- **GIVEN INSTRUCTION 1**:
In the passage on Job's words below, what is the one possession that people properly own?
::: DOCUMENT PASSAGE :::
Clement Of Alexandria

AD 215
Job’s words may be more elegantly understood of evil and sin in this way: Naked was I formed from the earth at the beginning, as if from a mother’s womb. Naked to the earth shall I also depart—naked not of possessions, for that would be a trivial and common thing; rather, naked of evil and sin and of the unsightly shape which follows those who have led bad lives. Obviously all of us human beings are born naked and again are buried naked, swathed only in grave clothes. For God has provided for us another life, and made the present life the way for the course which leads to it. He appoints the supplies derived from what we possess merely as provisions for the way. And when we come to the end of this way, the wealth, consisting of the things which we possessed, journeys no farther with us. For not a single thing that we possess is properly our own. We are properly owners of only one possession, that is, godliness. Death will not rob us of this when it overtakes us. It will, however, throw...
:::
- **GIVEN INSTRUCTION 2**:
Please show every line of the entries below that contains the string "metal". Case counts.
::: STORED DATA :::
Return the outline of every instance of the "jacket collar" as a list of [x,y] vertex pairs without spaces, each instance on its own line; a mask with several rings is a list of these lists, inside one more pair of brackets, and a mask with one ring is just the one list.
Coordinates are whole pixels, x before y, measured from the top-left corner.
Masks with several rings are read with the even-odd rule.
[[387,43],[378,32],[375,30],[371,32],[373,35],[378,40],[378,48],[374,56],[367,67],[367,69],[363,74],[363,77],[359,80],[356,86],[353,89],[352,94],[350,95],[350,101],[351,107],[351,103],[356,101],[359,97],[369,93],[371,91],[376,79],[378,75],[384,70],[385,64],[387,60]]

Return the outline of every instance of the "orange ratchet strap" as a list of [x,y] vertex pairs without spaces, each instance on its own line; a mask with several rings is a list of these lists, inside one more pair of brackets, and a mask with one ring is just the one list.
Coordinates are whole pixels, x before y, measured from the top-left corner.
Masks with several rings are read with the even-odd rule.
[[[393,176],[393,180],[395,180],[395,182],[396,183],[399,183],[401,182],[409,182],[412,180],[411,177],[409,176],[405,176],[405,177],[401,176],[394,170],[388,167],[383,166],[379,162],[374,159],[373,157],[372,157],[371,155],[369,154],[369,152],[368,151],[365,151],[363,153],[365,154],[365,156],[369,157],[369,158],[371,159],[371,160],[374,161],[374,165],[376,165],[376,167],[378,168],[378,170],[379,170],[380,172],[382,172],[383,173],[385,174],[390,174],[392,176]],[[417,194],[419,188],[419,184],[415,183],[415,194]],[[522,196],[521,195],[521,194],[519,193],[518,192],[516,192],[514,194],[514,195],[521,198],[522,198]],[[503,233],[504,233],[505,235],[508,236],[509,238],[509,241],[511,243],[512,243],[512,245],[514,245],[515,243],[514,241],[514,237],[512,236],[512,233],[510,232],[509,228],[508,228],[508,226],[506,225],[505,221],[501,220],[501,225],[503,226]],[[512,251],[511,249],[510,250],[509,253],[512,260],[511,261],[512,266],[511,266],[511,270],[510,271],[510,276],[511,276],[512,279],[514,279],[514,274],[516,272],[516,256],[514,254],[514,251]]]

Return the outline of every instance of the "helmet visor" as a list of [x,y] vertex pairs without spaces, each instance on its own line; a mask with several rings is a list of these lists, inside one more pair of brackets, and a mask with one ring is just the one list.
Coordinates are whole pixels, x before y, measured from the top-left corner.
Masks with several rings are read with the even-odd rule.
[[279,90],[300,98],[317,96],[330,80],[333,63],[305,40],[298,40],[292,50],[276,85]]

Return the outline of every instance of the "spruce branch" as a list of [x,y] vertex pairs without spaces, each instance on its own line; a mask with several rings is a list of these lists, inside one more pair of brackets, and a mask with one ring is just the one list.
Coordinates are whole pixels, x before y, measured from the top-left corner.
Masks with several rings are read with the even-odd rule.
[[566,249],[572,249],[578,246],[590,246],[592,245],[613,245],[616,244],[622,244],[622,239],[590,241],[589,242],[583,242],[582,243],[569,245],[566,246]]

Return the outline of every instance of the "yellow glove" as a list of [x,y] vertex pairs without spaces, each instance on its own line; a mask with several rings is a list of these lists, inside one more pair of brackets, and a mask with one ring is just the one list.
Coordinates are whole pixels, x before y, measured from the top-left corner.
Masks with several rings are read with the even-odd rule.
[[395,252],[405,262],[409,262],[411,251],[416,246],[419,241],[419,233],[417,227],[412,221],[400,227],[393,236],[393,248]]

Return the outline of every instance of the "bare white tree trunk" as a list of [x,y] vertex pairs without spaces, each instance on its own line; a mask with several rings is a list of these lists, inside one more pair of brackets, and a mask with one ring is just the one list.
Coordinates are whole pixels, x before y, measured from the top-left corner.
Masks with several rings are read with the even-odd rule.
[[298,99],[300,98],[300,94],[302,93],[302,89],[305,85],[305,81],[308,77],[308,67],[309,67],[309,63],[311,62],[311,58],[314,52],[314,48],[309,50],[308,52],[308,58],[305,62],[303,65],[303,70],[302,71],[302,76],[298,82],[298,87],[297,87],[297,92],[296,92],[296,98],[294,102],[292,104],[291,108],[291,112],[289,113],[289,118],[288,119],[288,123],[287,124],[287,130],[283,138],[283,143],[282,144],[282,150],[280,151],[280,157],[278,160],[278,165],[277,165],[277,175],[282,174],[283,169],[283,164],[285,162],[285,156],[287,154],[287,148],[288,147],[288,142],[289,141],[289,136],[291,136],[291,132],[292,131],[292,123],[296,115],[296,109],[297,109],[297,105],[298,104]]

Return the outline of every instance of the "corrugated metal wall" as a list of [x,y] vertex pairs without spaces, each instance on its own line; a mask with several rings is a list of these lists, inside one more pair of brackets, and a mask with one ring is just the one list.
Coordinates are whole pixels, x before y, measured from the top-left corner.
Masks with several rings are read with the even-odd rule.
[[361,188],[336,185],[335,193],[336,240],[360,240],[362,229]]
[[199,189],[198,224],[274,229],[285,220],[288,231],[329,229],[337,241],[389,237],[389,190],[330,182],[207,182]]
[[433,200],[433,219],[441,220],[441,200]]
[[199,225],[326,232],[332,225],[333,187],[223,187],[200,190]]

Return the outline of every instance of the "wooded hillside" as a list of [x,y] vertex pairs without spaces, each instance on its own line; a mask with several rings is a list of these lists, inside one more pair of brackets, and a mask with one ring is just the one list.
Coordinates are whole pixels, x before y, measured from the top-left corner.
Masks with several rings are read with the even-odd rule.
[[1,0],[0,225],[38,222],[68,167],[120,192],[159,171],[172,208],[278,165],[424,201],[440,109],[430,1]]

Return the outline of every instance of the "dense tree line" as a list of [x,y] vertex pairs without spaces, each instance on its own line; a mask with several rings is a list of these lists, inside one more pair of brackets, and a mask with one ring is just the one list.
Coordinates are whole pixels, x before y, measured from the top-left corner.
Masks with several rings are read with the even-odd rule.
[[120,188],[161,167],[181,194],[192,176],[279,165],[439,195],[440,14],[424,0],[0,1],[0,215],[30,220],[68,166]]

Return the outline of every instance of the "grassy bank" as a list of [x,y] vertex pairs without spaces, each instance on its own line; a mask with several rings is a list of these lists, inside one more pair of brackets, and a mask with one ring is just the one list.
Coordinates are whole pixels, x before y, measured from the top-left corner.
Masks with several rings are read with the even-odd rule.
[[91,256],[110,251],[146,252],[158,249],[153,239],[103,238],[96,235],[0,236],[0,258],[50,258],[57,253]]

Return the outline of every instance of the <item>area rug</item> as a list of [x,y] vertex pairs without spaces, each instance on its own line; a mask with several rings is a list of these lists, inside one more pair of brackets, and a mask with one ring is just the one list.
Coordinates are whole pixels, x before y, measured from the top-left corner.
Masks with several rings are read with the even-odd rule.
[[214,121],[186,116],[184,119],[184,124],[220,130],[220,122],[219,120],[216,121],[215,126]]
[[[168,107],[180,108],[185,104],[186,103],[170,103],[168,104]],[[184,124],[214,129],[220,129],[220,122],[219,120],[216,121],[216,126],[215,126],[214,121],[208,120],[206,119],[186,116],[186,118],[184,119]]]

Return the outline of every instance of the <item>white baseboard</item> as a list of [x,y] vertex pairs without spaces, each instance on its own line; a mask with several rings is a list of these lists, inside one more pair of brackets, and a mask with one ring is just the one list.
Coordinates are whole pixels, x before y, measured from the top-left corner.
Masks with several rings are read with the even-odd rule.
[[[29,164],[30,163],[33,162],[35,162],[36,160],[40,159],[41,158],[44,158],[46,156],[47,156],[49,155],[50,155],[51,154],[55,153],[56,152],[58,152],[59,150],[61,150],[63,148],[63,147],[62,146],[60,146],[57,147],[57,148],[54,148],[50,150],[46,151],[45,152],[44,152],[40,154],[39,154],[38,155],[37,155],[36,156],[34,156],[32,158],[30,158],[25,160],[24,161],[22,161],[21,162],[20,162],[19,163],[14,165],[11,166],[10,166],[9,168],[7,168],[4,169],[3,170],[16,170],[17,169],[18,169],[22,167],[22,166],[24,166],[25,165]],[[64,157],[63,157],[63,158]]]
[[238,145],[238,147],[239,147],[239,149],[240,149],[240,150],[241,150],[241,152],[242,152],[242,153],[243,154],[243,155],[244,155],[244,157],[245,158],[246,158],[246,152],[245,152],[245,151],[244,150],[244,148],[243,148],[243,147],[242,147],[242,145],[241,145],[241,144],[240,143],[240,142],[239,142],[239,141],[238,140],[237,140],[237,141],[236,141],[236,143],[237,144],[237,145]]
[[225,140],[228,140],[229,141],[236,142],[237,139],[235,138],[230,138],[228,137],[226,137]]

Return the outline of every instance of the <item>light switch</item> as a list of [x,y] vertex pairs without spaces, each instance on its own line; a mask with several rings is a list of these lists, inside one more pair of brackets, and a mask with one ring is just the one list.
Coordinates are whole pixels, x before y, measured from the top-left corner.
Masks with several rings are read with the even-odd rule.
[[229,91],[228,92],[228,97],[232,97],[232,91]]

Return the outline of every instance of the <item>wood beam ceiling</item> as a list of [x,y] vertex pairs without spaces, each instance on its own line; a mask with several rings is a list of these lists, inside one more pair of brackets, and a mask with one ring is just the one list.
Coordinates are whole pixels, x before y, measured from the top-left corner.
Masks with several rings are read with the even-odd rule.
:::
- **WRITTEN RESPONSE 1**:
Godliness.

- **WRITTEN RESPONSE 2**:
Return the outline of every instance of the "corrugated metal wall" as a list of [x,y] vertex pairs without spaces, each instance on its own line; a mask with several rings is a list of these lists, inside one more pair of brackets, and a mask with one ring is just the one list.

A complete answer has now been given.